--- Input records ---

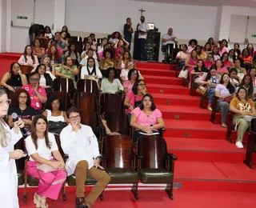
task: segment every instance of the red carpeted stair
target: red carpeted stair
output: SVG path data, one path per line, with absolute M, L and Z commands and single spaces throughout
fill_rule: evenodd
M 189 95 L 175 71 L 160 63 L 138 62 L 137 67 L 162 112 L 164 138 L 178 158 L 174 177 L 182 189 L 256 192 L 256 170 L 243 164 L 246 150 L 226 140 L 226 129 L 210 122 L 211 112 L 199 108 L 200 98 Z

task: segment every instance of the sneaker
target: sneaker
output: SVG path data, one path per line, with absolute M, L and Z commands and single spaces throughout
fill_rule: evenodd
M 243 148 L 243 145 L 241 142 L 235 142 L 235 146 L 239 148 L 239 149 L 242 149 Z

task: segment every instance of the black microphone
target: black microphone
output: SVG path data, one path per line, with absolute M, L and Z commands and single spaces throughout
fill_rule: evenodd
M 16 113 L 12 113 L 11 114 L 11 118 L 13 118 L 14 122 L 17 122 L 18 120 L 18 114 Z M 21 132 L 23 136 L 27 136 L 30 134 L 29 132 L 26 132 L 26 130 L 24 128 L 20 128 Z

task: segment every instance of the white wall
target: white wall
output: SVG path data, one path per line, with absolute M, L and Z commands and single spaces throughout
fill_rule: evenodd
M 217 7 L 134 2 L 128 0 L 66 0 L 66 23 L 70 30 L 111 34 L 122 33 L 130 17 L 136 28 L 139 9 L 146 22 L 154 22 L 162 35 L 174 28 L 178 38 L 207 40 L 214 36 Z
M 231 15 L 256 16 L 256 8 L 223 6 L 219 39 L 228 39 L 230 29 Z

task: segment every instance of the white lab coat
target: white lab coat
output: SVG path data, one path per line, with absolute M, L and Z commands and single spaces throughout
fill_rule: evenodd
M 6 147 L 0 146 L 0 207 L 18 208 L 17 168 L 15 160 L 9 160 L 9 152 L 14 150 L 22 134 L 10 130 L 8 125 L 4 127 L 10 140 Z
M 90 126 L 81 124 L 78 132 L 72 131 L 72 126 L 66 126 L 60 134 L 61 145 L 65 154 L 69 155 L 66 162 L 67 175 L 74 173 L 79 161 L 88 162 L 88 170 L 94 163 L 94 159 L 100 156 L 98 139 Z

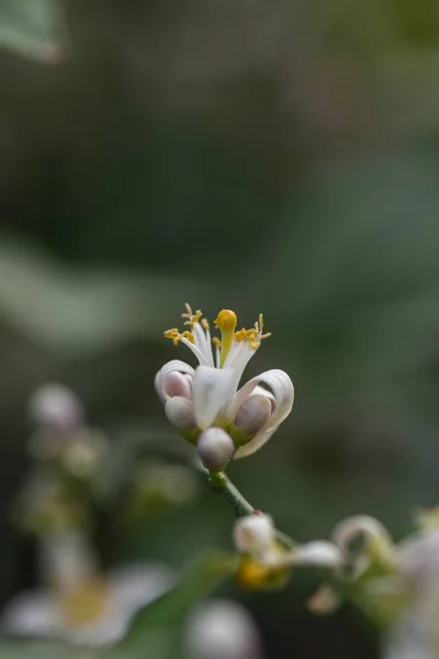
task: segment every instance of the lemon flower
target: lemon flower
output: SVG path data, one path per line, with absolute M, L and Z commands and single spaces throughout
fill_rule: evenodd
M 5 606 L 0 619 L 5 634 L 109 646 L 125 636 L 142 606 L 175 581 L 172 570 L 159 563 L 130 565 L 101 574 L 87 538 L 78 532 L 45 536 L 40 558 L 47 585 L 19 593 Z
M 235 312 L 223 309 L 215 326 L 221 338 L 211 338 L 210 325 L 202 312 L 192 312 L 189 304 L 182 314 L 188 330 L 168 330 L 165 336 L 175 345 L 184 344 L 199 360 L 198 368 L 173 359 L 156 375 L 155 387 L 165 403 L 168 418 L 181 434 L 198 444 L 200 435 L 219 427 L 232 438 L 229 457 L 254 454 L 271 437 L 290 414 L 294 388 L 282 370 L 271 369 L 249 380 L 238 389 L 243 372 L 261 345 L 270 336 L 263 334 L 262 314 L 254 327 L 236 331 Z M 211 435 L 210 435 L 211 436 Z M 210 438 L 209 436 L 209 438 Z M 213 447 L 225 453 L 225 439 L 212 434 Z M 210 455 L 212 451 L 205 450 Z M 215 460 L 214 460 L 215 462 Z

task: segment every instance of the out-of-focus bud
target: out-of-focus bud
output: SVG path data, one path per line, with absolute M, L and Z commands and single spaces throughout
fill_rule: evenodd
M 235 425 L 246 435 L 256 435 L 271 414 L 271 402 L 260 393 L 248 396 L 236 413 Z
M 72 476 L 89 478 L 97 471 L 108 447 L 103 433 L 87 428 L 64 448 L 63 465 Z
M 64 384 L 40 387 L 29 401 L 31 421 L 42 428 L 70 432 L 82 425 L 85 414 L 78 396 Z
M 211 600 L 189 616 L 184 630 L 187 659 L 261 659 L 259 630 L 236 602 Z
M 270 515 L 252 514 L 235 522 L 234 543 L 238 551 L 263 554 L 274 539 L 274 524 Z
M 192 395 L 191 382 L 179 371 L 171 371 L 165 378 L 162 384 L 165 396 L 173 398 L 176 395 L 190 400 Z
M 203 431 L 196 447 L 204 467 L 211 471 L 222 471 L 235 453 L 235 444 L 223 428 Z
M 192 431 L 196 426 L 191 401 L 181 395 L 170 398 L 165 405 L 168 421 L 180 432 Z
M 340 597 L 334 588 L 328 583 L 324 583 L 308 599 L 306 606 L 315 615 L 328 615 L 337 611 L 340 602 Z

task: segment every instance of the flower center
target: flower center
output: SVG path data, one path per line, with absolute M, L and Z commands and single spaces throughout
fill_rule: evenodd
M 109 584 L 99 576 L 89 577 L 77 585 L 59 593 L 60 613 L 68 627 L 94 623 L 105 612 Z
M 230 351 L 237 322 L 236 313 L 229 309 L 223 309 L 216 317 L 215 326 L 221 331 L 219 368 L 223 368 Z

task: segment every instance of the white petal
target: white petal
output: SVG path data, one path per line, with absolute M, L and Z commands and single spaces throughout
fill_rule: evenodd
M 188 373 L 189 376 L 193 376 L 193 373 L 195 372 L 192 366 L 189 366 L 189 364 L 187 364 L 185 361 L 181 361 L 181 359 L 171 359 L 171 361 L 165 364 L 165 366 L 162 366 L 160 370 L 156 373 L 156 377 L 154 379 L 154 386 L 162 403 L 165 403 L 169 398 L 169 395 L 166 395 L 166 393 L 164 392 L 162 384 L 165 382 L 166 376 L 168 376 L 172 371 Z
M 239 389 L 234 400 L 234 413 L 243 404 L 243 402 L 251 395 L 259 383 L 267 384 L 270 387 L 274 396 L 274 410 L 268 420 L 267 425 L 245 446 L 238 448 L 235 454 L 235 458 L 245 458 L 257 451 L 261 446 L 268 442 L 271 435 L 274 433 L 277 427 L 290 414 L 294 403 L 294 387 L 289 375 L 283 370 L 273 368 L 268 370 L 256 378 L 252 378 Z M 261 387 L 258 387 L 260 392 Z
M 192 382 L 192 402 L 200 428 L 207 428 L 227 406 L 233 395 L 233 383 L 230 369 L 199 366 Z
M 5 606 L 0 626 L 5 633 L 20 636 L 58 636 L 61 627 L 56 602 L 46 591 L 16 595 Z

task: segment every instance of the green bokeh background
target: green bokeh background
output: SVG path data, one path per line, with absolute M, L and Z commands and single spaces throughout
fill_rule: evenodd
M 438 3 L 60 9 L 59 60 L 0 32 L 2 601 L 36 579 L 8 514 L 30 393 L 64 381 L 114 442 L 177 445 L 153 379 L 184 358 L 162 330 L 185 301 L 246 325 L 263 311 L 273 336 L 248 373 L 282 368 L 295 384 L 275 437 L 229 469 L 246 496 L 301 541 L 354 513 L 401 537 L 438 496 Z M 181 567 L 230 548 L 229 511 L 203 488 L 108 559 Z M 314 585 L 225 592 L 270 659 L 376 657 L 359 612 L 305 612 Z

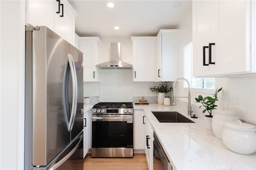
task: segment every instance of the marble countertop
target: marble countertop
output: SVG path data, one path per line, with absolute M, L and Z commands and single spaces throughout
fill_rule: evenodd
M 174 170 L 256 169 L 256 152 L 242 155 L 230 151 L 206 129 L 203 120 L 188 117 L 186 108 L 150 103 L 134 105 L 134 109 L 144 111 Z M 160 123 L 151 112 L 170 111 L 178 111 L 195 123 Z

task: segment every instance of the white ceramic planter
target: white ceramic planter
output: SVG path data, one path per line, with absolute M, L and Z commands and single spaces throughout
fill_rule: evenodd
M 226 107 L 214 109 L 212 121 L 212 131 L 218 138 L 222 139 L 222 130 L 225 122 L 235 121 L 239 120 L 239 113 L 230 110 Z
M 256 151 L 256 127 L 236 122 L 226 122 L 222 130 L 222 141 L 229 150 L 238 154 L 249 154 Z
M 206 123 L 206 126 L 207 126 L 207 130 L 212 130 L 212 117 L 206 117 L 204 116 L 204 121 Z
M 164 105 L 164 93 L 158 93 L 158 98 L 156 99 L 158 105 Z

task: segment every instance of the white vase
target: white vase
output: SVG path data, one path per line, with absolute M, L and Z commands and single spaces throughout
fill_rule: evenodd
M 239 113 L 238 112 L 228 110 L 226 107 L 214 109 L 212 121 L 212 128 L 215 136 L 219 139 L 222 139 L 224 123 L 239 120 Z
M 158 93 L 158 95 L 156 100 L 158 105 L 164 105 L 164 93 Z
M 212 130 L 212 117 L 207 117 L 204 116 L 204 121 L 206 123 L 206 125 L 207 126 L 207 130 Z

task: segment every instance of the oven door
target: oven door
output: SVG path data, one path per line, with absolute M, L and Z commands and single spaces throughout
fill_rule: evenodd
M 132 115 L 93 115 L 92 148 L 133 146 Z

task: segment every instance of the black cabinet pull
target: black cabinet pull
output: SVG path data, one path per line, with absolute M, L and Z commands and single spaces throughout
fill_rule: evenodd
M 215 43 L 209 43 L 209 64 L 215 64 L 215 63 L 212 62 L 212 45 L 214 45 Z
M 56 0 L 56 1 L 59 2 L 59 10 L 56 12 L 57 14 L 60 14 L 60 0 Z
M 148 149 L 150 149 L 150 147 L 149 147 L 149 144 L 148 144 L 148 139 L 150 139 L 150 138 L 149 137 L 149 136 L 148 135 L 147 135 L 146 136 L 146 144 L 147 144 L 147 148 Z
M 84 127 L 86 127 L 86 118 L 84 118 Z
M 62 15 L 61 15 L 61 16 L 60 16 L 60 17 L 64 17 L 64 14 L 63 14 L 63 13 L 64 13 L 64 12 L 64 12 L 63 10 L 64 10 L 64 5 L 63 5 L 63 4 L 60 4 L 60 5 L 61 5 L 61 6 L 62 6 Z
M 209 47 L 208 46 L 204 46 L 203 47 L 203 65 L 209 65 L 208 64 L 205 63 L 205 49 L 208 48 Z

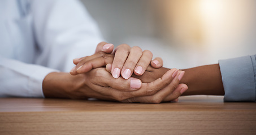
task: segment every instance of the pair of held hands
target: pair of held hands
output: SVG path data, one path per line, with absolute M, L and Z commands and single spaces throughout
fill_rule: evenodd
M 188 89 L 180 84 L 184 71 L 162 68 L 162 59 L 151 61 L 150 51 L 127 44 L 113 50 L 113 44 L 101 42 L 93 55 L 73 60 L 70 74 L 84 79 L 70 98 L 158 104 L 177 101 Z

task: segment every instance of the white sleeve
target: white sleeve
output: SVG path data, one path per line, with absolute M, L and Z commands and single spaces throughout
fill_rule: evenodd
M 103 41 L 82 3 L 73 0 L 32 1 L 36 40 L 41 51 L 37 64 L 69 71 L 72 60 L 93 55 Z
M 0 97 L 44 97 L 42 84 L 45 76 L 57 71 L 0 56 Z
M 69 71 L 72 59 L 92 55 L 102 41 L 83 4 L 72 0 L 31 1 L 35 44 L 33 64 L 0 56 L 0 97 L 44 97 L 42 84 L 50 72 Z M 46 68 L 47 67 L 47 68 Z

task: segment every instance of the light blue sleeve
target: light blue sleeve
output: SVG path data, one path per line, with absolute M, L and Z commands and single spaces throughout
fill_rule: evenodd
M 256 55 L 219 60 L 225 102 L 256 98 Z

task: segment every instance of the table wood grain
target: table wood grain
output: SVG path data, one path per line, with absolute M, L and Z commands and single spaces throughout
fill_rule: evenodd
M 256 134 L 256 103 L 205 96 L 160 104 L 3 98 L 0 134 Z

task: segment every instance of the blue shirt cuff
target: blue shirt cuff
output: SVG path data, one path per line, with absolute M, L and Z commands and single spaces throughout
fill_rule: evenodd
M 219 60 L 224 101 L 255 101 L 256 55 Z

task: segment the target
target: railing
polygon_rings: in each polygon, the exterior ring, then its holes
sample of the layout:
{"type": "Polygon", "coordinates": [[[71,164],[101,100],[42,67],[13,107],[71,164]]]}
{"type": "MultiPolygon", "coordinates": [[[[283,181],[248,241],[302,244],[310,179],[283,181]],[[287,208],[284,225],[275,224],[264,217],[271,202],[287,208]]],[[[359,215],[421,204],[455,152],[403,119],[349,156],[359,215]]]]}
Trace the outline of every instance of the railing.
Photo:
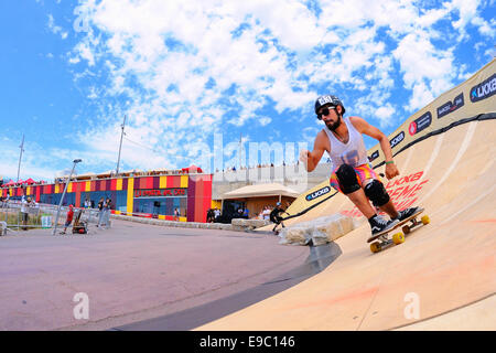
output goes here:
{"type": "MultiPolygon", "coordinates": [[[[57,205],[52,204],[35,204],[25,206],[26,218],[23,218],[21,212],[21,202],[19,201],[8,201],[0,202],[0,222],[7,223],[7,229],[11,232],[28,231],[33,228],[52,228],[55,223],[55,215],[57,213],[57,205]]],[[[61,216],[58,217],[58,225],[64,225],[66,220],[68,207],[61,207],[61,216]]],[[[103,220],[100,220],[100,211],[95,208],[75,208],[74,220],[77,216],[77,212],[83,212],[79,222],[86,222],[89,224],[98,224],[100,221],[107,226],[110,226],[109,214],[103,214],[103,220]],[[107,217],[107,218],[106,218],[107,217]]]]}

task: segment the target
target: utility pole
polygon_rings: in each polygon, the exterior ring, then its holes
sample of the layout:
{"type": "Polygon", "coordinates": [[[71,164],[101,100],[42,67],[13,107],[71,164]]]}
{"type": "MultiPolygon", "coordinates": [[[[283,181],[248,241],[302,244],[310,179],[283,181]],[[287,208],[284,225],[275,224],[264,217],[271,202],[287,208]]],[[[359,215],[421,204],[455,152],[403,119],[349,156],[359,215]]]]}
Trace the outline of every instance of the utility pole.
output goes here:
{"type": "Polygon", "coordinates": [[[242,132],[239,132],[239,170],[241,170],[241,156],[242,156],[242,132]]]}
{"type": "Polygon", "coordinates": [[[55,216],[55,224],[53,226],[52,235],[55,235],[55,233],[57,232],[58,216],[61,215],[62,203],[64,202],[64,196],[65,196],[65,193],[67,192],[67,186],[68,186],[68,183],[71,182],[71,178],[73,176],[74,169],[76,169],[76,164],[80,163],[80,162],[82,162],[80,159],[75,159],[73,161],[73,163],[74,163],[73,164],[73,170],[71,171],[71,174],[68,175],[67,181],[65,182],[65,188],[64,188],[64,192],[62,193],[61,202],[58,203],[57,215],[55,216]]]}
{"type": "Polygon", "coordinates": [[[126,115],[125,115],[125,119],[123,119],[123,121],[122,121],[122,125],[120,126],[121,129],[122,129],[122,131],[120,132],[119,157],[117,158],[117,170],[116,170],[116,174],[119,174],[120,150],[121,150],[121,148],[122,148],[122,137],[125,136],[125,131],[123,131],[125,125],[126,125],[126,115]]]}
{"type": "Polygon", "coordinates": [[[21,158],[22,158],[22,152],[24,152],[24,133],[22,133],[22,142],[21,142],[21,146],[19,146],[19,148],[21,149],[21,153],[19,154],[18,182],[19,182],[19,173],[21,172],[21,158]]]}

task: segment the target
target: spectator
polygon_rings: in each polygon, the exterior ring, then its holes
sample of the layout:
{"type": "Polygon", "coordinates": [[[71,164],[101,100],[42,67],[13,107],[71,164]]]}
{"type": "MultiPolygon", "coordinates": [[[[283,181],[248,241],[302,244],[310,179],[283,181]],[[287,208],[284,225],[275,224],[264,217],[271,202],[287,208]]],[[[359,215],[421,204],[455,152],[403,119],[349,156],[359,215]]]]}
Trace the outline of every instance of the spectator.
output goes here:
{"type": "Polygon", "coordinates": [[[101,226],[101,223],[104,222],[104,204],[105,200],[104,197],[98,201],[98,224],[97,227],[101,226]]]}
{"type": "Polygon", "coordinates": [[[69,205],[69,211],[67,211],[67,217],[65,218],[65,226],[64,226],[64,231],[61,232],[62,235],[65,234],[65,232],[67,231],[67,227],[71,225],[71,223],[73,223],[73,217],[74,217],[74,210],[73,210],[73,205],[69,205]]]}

---

* [Written task]:
Return the lines of the material above word for word, starting with the line that contains "task: segment every instance of the flower" and going on through the line that contains "M 230 351 L", with both of those lines included.

* [Correct output]:
task: segment every instance of the flower center
target: flower center
output: SVG path data, one path per line, with absolute M, L and Z commands and single spaces throughout
fill_rule: evenodd
M 109 584 L 99 576 L 89 577 L 77 585 L 59 593 L 60 613 L 68 627 L 94 623 L 105 612 Z
M 230 351 L 237 322 L 236 313 L 229 309 L 223 309 L 216 317 L 215 326 L 221 331 L 219 368 L 223 368 Z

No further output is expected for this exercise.